Data in this exercise:
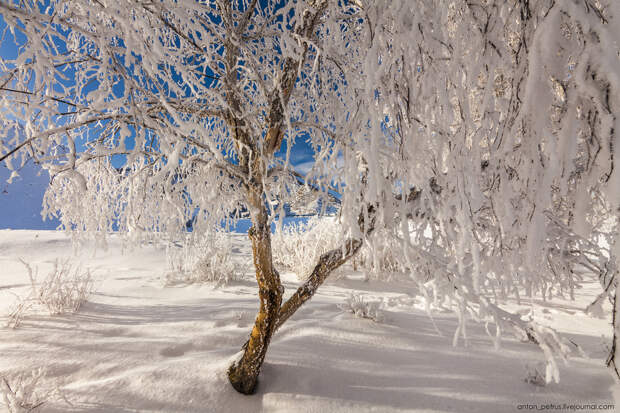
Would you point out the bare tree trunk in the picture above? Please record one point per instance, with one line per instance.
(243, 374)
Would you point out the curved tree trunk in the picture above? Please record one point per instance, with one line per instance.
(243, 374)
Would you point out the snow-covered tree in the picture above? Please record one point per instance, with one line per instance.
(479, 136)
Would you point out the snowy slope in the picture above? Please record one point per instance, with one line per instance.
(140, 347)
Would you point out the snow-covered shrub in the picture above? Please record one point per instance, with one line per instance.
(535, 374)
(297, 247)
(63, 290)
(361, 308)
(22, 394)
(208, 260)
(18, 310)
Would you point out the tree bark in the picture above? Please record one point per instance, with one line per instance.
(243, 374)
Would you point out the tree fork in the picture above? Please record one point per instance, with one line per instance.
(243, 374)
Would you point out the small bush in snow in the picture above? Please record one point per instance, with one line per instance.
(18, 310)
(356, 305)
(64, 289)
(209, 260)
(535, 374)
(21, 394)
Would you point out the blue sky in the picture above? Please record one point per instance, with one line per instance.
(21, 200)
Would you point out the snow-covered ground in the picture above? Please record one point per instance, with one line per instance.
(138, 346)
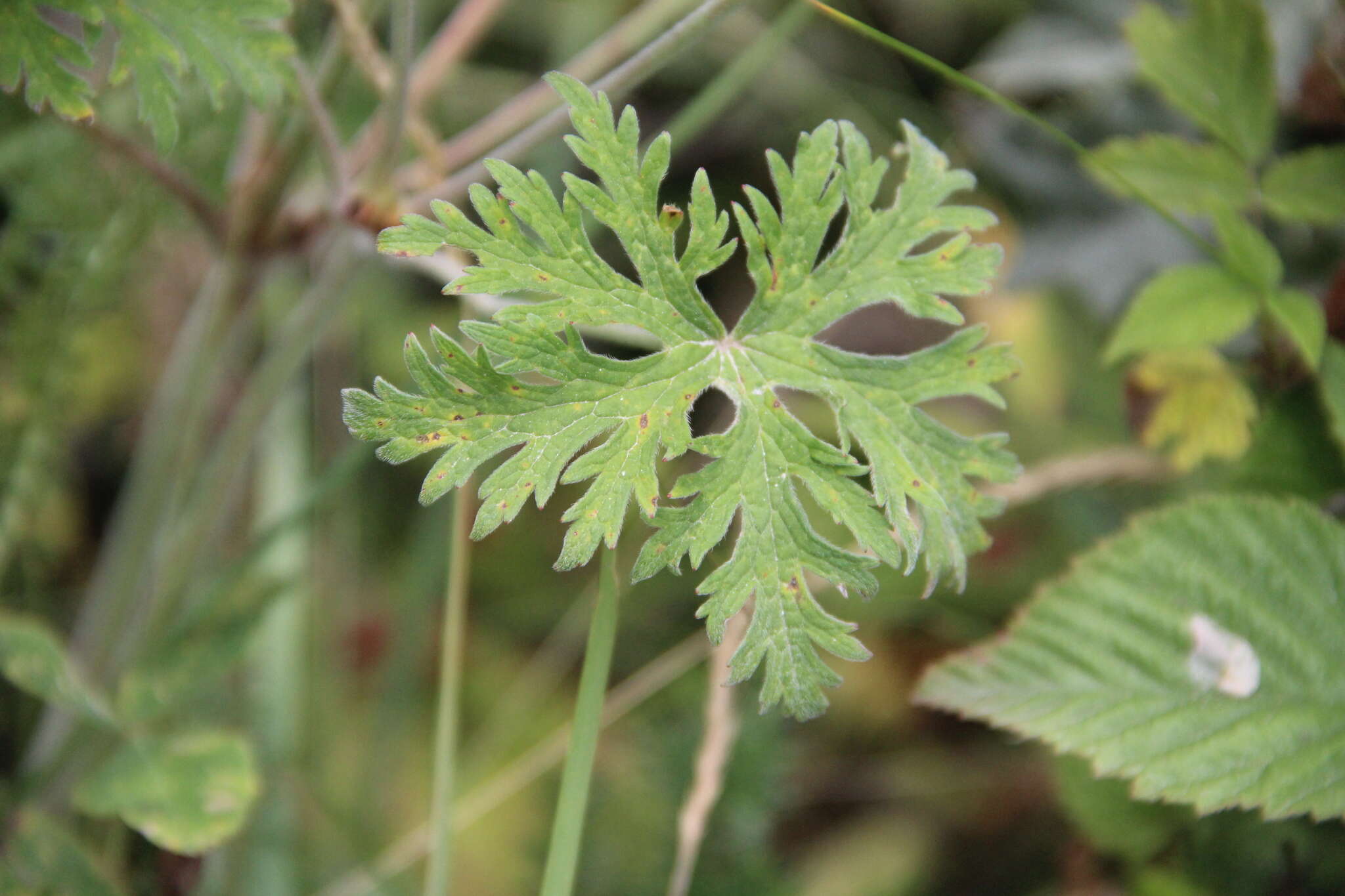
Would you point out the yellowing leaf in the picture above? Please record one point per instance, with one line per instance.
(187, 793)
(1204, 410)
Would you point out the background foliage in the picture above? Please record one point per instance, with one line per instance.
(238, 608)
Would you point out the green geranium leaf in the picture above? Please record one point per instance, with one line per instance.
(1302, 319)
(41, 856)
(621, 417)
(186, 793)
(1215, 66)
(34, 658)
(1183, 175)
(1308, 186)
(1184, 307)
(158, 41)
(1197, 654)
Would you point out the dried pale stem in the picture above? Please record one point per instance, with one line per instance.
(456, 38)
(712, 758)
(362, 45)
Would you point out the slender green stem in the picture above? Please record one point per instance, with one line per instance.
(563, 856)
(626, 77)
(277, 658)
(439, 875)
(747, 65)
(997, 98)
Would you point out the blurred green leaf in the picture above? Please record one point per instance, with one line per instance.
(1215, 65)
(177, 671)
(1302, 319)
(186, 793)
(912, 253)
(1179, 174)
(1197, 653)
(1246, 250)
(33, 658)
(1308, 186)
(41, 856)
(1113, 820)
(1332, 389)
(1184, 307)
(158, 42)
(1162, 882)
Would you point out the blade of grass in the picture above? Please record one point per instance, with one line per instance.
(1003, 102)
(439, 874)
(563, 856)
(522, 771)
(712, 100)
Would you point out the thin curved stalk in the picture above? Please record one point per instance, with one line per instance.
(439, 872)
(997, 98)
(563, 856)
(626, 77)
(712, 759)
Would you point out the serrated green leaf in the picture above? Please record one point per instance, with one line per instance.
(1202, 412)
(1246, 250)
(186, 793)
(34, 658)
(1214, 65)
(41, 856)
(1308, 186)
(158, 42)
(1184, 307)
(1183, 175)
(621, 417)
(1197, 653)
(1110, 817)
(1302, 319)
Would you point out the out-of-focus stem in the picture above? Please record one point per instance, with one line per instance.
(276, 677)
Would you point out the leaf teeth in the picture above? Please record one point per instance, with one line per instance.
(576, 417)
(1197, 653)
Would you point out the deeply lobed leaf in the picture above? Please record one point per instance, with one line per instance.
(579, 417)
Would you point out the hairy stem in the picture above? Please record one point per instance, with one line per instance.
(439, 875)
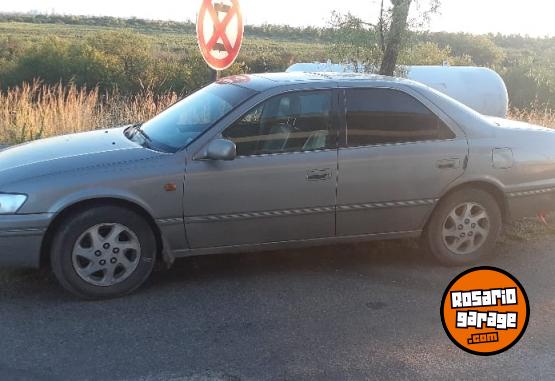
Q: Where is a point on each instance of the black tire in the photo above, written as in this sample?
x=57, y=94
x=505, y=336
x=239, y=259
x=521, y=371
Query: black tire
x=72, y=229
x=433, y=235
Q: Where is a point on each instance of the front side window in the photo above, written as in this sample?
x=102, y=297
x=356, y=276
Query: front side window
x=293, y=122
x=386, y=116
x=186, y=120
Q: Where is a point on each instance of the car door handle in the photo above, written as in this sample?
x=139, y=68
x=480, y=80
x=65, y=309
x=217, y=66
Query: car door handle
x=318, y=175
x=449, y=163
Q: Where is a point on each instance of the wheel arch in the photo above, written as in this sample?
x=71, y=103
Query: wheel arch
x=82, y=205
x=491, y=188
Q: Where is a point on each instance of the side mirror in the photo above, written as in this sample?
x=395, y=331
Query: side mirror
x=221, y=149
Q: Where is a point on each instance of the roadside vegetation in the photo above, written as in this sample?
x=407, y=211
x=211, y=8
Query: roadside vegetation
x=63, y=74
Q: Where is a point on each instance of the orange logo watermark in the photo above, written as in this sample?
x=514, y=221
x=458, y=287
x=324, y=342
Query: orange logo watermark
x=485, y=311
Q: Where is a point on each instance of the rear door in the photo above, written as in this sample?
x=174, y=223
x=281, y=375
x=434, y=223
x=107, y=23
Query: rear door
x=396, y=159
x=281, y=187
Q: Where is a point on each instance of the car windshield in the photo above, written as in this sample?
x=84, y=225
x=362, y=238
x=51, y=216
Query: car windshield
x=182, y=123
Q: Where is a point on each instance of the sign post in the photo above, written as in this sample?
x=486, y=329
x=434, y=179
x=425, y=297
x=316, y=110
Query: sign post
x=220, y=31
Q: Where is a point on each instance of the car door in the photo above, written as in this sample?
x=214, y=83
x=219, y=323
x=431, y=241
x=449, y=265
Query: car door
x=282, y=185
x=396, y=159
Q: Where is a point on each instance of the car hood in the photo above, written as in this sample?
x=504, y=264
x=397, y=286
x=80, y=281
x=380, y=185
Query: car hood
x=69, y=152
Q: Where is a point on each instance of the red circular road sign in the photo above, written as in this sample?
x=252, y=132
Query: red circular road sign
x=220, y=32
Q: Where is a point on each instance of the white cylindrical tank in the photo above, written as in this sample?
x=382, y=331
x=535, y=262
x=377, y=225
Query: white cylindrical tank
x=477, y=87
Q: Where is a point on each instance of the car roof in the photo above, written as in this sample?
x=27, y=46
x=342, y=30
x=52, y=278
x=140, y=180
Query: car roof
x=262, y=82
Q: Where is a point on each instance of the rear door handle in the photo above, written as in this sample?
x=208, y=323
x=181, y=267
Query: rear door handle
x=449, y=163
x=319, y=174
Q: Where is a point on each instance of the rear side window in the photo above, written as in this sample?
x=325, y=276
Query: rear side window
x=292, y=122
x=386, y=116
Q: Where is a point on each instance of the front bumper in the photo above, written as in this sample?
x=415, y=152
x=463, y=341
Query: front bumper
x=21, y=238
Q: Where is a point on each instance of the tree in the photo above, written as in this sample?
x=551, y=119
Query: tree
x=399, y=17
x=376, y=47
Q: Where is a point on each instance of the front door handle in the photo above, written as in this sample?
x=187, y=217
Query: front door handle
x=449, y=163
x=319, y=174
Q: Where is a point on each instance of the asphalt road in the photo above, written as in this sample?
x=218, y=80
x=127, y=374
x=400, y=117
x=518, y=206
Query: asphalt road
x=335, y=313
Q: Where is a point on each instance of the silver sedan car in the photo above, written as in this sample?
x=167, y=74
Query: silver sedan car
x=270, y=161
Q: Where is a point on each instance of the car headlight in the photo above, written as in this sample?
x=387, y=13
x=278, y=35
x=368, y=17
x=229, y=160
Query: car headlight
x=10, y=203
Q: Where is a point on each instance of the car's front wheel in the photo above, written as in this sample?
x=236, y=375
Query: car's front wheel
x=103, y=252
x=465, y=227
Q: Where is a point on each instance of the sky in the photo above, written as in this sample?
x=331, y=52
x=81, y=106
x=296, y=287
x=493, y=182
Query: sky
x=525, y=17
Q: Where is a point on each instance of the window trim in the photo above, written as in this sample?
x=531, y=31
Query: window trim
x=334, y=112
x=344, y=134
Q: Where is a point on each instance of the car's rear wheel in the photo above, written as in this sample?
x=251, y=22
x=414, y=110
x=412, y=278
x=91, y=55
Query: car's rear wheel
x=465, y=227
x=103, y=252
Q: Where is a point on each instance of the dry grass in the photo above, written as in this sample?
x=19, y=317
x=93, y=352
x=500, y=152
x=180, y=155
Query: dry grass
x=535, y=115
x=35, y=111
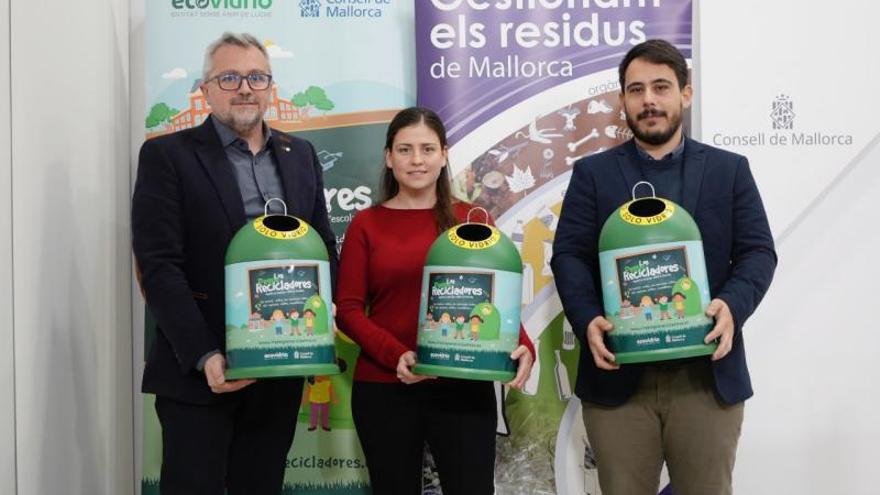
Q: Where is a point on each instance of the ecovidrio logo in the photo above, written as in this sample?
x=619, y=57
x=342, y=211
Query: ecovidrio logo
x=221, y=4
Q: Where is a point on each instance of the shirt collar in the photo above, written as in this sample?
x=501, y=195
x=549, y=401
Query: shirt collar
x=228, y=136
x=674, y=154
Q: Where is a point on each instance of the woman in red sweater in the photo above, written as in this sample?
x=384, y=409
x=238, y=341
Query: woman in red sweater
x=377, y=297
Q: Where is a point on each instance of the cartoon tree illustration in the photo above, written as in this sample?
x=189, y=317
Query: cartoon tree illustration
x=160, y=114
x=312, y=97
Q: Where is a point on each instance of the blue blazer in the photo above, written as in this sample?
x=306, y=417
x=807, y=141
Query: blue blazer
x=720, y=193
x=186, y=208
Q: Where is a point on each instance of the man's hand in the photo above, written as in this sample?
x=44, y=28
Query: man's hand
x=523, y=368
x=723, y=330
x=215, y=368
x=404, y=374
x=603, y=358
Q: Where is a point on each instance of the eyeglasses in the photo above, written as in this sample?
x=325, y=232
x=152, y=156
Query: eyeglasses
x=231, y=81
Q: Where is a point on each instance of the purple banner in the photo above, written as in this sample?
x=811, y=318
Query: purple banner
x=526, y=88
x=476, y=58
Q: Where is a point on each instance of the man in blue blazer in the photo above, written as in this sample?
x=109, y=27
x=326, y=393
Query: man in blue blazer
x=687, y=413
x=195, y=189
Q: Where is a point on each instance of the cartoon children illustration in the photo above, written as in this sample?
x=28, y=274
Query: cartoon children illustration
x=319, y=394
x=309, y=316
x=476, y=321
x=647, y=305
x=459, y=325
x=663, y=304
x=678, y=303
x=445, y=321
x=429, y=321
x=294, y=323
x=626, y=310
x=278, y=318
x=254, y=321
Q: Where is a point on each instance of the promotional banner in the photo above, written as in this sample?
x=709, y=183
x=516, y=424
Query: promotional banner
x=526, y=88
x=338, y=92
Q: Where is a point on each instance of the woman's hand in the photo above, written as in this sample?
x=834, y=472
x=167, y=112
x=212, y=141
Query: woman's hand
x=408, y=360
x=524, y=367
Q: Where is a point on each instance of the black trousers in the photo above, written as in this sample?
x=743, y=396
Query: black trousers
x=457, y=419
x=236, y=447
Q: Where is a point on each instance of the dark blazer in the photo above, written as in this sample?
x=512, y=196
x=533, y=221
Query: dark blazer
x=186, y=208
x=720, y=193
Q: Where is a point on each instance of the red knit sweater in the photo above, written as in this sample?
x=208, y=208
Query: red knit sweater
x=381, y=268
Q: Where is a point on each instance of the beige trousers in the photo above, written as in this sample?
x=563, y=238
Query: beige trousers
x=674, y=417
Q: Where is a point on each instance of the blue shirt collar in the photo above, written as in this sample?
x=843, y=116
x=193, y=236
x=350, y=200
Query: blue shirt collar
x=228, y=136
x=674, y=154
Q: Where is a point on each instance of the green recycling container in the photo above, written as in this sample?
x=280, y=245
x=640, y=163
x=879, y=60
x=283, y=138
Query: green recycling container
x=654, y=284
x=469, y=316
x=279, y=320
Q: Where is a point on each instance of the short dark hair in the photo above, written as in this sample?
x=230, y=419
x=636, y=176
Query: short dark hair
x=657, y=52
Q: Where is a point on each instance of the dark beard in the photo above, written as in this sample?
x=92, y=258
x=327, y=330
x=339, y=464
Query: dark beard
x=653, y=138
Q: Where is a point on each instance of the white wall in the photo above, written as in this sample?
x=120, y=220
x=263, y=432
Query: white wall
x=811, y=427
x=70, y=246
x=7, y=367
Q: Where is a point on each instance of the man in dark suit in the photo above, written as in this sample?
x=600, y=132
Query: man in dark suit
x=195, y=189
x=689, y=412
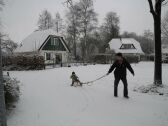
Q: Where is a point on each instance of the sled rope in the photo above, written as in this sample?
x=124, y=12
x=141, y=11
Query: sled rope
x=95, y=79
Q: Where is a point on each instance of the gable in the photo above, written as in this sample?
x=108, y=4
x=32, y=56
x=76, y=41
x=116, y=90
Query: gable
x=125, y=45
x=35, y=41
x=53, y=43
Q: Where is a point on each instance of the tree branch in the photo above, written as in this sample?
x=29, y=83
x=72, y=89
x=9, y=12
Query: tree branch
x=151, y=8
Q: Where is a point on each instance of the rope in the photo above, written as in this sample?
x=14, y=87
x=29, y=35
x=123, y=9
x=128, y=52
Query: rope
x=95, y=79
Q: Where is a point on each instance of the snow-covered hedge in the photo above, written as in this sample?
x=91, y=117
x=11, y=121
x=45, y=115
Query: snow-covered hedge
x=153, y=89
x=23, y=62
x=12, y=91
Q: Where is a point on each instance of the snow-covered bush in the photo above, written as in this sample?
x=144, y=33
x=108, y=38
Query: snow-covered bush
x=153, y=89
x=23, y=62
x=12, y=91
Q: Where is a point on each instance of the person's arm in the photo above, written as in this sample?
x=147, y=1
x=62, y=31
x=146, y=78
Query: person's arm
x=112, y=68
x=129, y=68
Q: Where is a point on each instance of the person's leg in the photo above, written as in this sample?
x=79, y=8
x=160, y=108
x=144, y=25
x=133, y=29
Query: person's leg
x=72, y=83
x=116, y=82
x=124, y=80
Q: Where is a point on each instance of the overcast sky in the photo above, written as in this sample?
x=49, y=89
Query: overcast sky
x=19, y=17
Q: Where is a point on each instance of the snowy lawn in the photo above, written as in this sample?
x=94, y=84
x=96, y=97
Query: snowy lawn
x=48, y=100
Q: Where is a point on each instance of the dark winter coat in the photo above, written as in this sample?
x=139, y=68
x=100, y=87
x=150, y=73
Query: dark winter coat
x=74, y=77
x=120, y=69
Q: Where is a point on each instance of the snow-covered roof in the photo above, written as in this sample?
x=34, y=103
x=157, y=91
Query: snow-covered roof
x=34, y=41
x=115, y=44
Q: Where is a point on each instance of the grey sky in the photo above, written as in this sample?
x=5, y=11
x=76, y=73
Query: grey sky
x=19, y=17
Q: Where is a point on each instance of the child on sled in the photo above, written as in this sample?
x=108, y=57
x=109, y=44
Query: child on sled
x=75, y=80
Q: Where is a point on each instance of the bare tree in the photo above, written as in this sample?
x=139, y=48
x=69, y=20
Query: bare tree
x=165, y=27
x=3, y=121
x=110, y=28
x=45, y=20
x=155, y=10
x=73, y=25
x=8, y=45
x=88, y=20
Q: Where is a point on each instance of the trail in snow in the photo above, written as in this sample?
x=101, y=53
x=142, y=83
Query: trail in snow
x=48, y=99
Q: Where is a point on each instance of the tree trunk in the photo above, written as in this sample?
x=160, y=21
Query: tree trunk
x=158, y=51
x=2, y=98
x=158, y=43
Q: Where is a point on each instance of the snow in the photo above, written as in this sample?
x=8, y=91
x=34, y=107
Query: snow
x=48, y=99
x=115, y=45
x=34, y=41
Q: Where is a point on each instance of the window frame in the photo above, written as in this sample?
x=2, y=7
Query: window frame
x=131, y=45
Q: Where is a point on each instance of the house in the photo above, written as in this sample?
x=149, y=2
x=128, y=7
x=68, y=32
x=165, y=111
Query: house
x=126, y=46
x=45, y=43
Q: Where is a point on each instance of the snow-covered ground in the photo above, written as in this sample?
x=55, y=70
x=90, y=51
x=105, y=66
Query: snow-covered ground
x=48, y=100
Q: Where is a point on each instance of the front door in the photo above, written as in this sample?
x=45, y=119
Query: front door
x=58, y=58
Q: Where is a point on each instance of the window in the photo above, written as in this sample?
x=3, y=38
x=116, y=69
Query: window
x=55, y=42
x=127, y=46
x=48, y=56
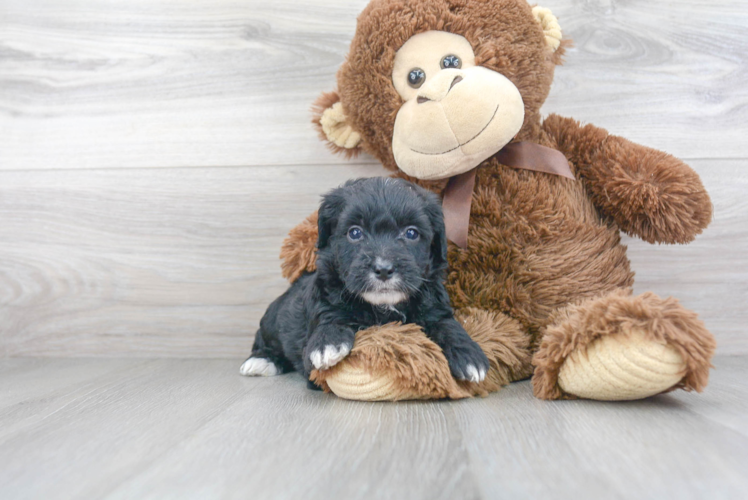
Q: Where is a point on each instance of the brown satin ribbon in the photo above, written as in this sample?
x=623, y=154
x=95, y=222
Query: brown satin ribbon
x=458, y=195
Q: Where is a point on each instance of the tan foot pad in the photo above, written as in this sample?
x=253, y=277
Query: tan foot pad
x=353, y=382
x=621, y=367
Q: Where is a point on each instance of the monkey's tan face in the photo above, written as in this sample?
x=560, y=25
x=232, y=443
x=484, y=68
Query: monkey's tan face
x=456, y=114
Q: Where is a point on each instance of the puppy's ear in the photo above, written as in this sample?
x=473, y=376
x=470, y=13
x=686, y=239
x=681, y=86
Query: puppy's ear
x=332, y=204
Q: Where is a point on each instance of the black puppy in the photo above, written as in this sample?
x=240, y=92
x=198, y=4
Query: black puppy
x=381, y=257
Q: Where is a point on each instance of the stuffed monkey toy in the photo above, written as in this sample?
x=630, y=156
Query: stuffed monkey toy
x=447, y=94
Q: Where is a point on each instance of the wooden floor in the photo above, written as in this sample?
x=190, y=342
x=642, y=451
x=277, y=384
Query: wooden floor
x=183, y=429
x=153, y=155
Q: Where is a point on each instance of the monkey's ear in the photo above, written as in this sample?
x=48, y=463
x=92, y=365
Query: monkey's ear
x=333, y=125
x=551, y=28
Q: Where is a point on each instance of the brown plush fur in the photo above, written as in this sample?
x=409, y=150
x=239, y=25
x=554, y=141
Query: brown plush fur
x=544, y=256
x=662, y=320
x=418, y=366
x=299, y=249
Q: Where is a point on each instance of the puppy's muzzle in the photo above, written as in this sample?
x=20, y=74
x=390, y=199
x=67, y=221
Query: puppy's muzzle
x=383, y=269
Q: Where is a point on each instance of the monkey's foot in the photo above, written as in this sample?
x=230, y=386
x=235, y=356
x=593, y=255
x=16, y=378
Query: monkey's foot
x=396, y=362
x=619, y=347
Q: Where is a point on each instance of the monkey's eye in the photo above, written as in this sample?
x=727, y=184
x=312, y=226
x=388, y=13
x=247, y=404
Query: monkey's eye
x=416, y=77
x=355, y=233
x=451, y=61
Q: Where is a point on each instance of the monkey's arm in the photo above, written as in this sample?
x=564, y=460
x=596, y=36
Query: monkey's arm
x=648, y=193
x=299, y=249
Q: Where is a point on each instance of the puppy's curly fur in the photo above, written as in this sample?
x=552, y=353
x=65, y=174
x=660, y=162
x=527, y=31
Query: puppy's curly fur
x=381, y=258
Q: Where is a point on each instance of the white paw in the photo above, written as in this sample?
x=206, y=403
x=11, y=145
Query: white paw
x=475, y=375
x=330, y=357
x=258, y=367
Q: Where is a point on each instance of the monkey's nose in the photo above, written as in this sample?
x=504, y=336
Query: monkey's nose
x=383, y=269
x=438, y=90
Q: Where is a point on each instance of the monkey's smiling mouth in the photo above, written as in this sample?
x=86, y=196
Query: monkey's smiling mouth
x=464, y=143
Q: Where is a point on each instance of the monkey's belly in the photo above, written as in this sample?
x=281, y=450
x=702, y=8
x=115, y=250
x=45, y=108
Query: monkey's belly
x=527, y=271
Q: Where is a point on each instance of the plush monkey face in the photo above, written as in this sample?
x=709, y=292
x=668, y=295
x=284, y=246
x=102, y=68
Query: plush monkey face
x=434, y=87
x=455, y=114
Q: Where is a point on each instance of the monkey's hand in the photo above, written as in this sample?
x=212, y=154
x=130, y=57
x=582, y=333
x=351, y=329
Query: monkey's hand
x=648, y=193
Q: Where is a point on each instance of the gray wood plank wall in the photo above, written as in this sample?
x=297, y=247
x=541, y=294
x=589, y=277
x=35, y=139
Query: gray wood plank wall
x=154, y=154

What needs to be done:
Find the line with "x=208, y=208" in the data above, and from there retype each line exactly through the line with "x=124, y=12", skipping the pictures along the way.

Reply to the exercise:
x=208, y=208
Query: red knit sweater
x=381, y=268
Q: Where is a point on each instance of the beige trousers in the photo above, written as in this sample?
x=563, y=238
Query: beige trousers
x=674, y=417
Q: Where is a point on each instance of the blue shirt collar in the photo above, written as in this sample?
x=843, y=116
x=193, y=236
x=350, y=200
Query: blue shirt collar
x=228, y=136
x=674, y=154
Q: Where is a point on each instance of the green recycling container in the photo above, written as in this sample?
x=280, y=245
x=640, y=163
x=879, y=60
x=283, y=138
Query: green recycling container
x=654, y=284
x=469, y=316
x=279, y=320
Q: Where is a point on each instance of the short dark hair in the photo above, written as in this sample?
x=230, y=419
x=636, y=176
Query: short dark hair
x=657, y=52
Q: Where is a point on each instance of the dark beard in the photo above, written as in this sample?
x=92, y=258
x=327, y=330
x=339, y=464
Query: dark beard
x=653, y=138
Q: Where is a point on each instance of the white wall in the photo above, written as in this sample?
x=120, y=220
x=263, y=432
Query: white wall
x=811, y=427
x=70, y=246
x=7, y=367
Q: Where is a point on each instance of the man in dark suit in the photo above, written as in this sample?
x=600, y=132
Query: man in dark suit
x=195, y=189
x=689, y=412
Q: Where is a point on each instance of the sled rope in the photo above, written as in this sample?
x=124, y=12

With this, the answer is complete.